» Problem to work on
Reproduce the records from the line containing "Please tag the green" through the end of the records, swapping "Target" for "Object" everywhere and leaving everything else unchanged.

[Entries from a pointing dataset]
□ □ □ □ □ □ □

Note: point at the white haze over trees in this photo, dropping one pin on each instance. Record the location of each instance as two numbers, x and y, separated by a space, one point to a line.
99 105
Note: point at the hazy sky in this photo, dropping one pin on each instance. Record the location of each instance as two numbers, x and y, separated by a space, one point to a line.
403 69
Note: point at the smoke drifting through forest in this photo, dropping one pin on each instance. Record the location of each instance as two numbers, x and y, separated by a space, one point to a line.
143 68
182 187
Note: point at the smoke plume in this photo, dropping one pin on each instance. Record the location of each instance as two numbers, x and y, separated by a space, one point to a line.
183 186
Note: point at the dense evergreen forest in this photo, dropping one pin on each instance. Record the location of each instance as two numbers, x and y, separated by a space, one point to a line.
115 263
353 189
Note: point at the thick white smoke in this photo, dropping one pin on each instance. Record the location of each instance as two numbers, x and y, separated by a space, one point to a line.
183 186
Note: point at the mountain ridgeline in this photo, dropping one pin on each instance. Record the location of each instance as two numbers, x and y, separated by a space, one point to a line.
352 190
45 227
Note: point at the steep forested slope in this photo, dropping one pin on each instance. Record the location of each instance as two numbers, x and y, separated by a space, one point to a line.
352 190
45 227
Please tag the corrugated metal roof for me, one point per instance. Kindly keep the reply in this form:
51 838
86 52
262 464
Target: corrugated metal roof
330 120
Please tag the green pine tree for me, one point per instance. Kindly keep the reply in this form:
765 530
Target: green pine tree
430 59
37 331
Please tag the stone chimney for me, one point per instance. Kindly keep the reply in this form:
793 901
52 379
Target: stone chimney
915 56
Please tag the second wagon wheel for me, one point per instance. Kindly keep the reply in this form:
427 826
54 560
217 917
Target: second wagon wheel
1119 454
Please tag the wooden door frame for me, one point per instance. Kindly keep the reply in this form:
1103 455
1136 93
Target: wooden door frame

□ □ □ □ □ □ □

» Result of this exercise
Please tag the green pine tree for me, one point per instance. Kindly keep the reply in this form:
765 530
Object: green pine tree
430 59
37 331
Please tag the stone chimney for me, one point per instance. Kindly keep the reply in this form:
793 901
52 379
Object: stone chimney
915 56
Please tag the second wagon wheel for me, one point per instance. Kindly keep the reply in this form:
427 826
54 560
217 917
Object: second wagon wheel
1119 454
Please tag the wooden door frame for me, one point per instance. Kindly keep the reply in this form:
1103 455
1136 93
Object: wooden door frame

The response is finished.